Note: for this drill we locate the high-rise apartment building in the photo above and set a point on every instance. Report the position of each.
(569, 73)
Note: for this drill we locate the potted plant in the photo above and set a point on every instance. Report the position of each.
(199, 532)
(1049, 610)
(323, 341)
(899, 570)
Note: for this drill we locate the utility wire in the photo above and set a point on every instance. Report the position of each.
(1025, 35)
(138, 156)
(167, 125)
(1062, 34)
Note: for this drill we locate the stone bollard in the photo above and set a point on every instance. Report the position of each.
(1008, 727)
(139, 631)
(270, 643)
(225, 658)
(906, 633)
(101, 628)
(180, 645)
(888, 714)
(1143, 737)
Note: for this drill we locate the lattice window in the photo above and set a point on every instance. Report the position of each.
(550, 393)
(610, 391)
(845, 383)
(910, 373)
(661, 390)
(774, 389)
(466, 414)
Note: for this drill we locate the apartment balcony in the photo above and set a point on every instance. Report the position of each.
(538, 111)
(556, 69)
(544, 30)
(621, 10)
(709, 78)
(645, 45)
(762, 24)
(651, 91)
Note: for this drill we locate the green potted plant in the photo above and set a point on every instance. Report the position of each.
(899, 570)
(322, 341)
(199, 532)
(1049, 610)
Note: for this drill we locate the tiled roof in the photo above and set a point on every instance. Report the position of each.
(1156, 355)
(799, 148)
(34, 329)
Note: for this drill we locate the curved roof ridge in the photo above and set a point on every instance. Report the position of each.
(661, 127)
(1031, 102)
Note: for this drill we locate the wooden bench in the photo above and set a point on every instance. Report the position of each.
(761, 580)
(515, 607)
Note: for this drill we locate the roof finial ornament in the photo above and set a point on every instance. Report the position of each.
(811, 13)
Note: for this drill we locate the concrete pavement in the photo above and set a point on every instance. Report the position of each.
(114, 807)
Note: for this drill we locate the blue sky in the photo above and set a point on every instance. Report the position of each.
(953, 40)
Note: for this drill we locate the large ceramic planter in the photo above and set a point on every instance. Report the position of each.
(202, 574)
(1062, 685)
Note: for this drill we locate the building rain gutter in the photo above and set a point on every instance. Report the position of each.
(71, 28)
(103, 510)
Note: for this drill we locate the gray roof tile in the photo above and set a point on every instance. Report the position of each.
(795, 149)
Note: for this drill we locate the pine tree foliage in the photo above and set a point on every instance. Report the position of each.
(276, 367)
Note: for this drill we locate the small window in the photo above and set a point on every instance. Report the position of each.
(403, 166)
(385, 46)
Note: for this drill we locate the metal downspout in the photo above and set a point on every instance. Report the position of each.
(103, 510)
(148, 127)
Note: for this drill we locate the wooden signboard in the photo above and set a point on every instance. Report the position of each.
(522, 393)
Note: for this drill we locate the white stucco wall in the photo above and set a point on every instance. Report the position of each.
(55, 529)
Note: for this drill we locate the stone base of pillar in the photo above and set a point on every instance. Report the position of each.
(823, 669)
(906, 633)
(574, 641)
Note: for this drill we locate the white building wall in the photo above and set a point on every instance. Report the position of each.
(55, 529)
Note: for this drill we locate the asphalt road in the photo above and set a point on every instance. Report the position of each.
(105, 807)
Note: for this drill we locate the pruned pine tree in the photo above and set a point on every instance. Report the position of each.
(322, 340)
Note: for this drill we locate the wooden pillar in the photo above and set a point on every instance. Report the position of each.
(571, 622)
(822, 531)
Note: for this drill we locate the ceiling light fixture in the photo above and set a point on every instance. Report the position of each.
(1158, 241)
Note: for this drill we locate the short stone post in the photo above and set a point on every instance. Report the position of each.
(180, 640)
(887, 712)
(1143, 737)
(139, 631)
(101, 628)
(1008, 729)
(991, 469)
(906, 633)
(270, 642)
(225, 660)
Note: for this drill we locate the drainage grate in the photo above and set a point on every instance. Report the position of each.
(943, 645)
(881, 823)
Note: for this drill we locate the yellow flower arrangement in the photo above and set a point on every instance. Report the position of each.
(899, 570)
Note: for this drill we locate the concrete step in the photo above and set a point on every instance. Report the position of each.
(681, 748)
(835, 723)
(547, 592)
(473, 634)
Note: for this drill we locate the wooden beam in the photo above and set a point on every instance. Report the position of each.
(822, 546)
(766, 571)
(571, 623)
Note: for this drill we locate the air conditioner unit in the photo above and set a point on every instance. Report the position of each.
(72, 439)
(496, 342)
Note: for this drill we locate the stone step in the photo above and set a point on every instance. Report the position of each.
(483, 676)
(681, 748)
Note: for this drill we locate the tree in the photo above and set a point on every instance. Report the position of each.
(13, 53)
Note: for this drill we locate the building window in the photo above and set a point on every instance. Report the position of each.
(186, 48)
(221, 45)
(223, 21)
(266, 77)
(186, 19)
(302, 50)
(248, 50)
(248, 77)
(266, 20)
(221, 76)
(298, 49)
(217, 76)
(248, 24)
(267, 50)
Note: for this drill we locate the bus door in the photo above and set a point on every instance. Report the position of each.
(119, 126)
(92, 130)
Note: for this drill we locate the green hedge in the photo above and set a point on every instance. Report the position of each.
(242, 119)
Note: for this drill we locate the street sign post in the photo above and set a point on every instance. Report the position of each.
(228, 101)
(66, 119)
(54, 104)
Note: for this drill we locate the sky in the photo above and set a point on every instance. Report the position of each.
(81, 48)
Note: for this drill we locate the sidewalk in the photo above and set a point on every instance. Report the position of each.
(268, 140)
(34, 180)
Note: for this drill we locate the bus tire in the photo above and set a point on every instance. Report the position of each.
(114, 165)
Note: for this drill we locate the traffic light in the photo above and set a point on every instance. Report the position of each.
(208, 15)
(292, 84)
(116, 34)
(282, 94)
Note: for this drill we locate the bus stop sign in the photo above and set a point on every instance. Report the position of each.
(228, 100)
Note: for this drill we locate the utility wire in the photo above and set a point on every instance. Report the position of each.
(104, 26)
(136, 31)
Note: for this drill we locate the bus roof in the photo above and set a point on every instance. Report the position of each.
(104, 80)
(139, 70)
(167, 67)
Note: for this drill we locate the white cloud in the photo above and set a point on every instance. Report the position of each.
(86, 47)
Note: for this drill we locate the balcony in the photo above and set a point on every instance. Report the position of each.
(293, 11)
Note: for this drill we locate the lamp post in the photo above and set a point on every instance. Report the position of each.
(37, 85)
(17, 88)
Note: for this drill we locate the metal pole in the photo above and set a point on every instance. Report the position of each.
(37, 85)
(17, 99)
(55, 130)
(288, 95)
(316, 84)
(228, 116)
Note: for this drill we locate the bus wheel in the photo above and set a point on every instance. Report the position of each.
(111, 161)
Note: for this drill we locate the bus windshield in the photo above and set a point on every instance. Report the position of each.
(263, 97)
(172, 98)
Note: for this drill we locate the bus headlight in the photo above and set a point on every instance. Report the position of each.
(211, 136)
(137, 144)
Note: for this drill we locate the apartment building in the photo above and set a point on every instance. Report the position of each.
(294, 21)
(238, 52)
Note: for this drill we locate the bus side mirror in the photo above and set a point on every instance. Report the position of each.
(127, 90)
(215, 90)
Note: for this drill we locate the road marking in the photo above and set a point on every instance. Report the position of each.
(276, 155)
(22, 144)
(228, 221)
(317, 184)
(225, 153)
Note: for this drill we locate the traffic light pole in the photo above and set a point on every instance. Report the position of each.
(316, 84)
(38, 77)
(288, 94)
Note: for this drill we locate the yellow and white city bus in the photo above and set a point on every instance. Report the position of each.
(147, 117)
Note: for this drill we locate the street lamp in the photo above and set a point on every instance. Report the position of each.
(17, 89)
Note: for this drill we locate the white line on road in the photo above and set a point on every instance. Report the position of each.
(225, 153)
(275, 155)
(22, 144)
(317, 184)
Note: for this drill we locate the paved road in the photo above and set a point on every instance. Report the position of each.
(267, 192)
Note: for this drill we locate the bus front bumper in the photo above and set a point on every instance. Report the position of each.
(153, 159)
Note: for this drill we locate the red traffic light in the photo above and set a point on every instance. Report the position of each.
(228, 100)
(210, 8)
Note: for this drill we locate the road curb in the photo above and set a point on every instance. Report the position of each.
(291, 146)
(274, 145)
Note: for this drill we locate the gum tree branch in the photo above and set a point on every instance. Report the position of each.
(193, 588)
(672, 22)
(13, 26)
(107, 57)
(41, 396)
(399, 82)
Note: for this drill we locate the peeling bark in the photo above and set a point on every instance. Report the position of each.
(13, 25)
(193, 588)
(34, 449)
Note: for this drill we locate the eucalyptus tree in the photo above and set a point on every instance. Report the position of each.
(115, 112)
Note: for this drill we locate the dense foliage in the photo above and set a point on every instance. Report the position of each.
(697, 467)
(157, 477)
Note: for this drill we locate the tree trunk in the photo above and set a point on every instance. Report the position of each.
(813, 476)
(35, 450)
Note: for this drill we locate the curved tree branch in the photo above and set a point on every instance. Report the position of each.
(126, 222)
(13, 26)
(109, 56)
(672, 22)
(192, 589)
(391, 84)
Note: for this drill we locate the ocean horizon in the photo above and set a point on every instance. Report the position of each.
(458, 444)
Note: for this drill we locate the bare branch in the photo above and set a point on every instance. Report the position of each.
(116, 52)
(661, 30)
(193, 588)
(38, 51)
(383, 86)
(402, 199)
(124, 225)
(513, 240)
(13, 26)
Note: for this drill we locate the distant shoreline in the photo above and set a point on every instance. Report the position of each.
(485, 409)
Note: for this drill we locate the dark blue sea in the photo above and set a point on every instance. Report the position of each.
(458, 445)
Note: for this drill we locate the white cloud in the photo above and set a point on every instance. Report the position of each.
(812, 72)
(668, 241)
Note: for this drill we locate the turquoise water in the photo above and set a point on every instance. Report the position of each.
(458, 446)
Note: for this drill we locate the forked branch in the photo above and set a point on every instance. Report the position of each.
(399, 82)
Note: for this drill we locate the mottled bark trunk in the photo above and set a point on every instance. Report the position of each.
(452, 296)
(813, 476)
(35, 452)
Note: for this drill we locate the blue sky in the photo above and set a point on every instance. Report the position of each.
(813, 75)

_What the exercise asks_.
Lines from the one containing "Note: for this drill we locate the ocean" through the last line of the records, restated word for word: that is the whole response.

_Problem solution_.
Note: for this drill we locate the ocean horizon in the photo above and set a point on every instance. Report the position of each.
(458, 444)
Note: for this drill we locate the bare branch in the photo above and set a point on every instance. Report the position of each.
(116, 52)
(661, 30)
(193, 588)
(38, 51)
(383, 86)
(402, 199)
(124, 225)
(513, 240)
(13, 26)
Note: for this drill we locate the distant shoreline in the photo above and set a point on every instance. Report the position of each.
(485, 409)
Note: for this drill we locate the dark blue sea in the photo above and set a point on every instance. Report the position of each.
(458, 445)
Note: for this drill we locate the white cloud in the photo above and set a point on every instance. Report the position of each.
(812, 72)
(668, 241)
Note: for this drill we locate the turquoise water in the photo above and set a point on every instance. Report the position of each.
(458, 446)
Note: for this drill we locate the forked branch in the photo above and set a point on every instance. Report the position of each.
(399, 82)
Note: for this drill we locate the mottled bark trunk in the photo above and set a point on every instance. Report the position of each.
(452, 296)
(813, 476)
(35, 452)
Note: for this drill we locate the blue sky in the photo above and set a point on every instance. Report the position of each.
(813, 75)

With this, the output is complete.